* **Excerpted text**:
----
Four decades on, he’s still sitting in his bunker, still foostering through the ream of notes he’s been preparing all week, still putting the free ticket to good use. On this particular day, he’s putting the final touches on his preparation for the Joe McDonagh final with one eye on the notes he’s prepared for the Irish hockey team’s Olympic opener against South Africa the following weekend.

He’ll also make time at some stage to pick his way through the notes he’s gathered for the clash between Tyrone and Donegal later that weekend.

The days of moonlighting as a commentator after a week in the classroom have long passed and an average week now consists of copious note-taking and profile-building, hours of watching old match tapes and scouring the internet for every tidbit that can be utilised in the heat of broadcasting to a nation.

And he could never be accused of failing to put in the hours. That’s why Ryle Nugent, the former head of RTÉ Sport, turned to Canning when in need of a hockey commentator during the 2016 Olympics. The Irish team had made it through to the Games and Nugent, with no obvious candidate for the gig, needed somebody willing and capable to immerse themselves in an unfamiliar setting.

Canning was summoned and presented with the challenge. He readily accepted. And with nine months to brush up on his knowledge of the sport, he approached the task just as he did in the summer of ‘81: by diving headfirst into it and immersing himself in all things hockey.

“I went to a lot of hockey matches. I would’ve tried to get to a hockey match once every week or once every fortnight. I went to see matches in Dublin and Cork and Limerick and various other places - anywhere at all I could see a game. I would even attend training sessions up at the Mardyke in UCC and have a look to see what’s going on.

“I sat next to a lot of referees to get them to point out the finer details of officialdom and what to look for because hockey is a terribly technical game. I’ll never master it but I’ll have a go.

“I studied it the same way you might study for the Leaving Cert. It was like a nine-month crash course into everything and anything I needed to know. I immersed myself in it because I didn’t grow up in it. That’s what you do in this business.”

That method of immersion has remained a constant throughout his 40 years in the job. This particular path which focuses heavily on sport was never a given, though. His first foray into the media landscape, after all, came in 1978 after he spotted a job listing for a newsreader with RTÉ. Indisputably light on experience, he threw caution to the wind and drew up an application.

True calling

Of the 900 that applied, five were summoned to Dublin for training after which they battled it out for two available positions with the national broadcaster.

"The five of us consisted of an experienced newsreader called Cyril Smith, a woman named Anne Doyle who came from Wexford, a couple of guys who were Dublin-based, one was Jim O'Neill who later became a DJ and the other guy was attached to the RTÉ Players and was called Jimmy Greally. And there was a guy called Ger Canning who was a nobody from Cork.

“The five of us did the training sessions for a couple of weeks in RTÉ and then, low and behold, they offered Cyril Smith the first job and they offered me the second job.”
----
* **Required actions**:
[a] Please write out the Ger Canning article again, beginning at the words "And he could" and stopping after "an unfamiliar setting.", and switch "hockey" to "rowing".
[b] How many lines in the records contain the string "knuckle"? Reply with the number alone.
----
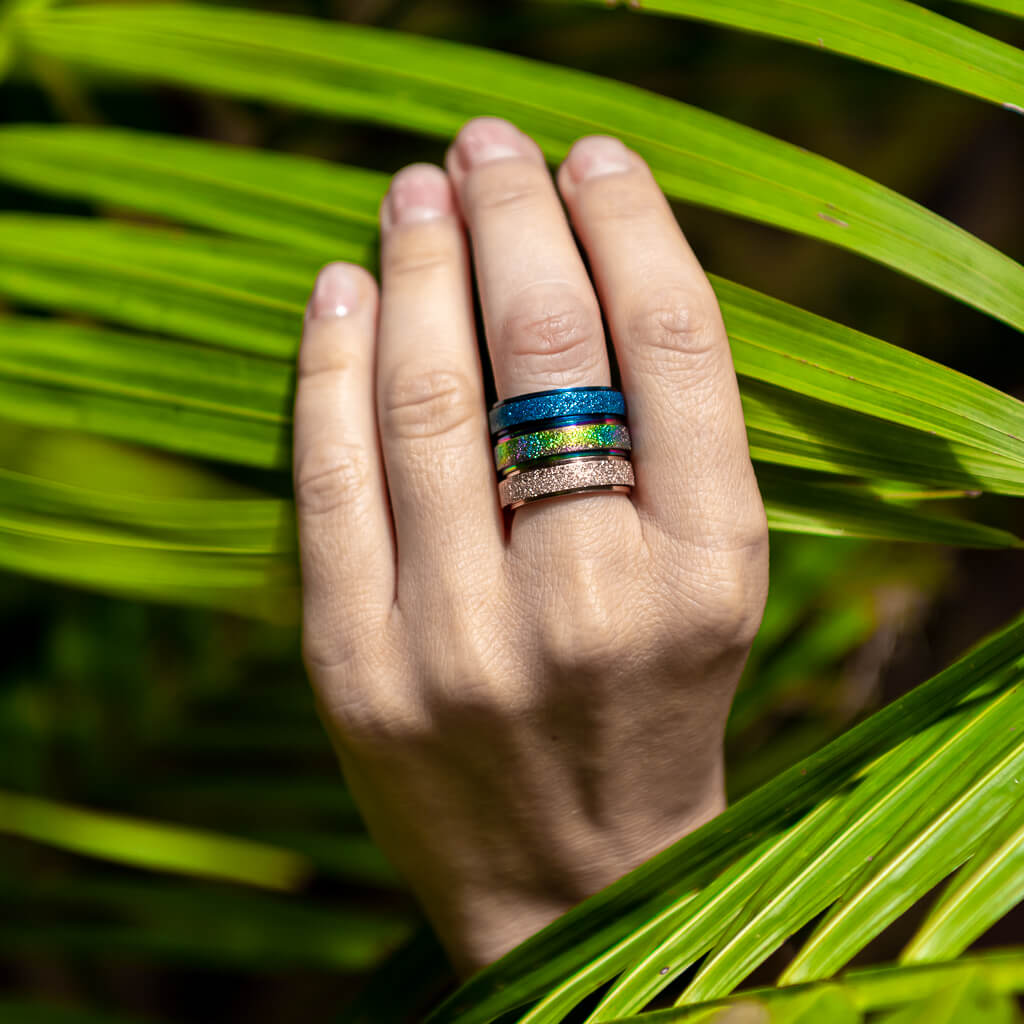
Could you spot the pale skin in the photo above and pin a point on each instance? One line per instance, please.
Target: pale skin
(527, 705)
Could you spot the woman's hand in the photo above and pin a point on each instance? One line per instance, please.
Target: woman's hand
(522, 715)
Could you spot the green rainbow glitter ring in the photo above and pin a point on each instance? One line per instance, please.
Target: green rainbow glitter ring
(560, 441)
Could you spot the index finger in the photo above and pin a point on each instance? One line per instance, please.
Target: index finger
(690, 454)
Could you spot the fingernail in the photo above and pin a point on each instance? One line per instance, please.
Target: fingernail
(483, 139)
(419, 192)
(598, 155)
(335, 294)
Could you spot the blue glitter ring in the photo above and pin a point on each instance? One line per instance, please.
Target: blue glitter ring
(556, 401)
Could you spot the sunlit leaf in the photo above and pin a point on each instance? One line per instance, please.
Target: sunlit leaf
(154, 845)
(433, 86)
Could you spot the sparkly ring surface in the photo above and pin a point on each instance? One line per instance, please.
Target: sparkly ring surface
(561, 441)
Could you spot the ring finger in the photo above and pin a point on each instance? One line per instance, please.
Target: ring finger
(541, 315)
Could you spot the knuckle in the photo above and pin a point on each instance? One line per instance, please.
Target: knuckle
(732, 604)
(677, 322)
(580, 625)
(329, 475)
(553, 337)
(616, 198)
(512, 184)
(420, 251)
(427, 403)
(320, 354)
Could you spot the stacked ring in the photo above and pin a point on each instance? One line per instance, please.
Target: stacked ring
(560, 441)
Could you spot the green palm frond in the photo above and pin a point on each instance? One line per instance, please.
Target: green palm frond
(818, 834)
(432, 86)
(893, 34)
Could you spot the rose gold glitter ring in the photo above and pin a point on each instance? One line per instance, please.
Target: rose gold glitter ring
(567, 476)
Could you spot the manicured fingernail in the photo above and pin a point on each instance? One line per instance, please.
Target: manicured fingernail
(483, 139)
(420, 192)
(597, 155)
(335, 294)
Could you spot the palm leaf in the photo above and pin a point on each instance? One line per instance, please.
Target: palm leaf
(193, 551)
(989, 885)
(219, 292)
(893, 34)
(150, 844)
(804, 365)
(433, 86)
(868, 990)
(170, 394)
(178, 922)
(299, 202)
(952, 700)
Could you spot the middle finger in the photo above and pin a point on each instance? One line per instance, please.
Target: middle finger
(541, 315)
----
* **Solution set**:
[a]
And he could never be accused of failing to put in the hours. That’s why Ryle Nugent, the former head of RTÉ Sport, turned to Canning when in need of a rowing commentator during the 2016 Olympics. The Irish team had made it through to the Games and Nugent, with no obvious candidate for the gig, needed somebody willing and capable to immerse themselves in an unfamiliar setting.

[b] 2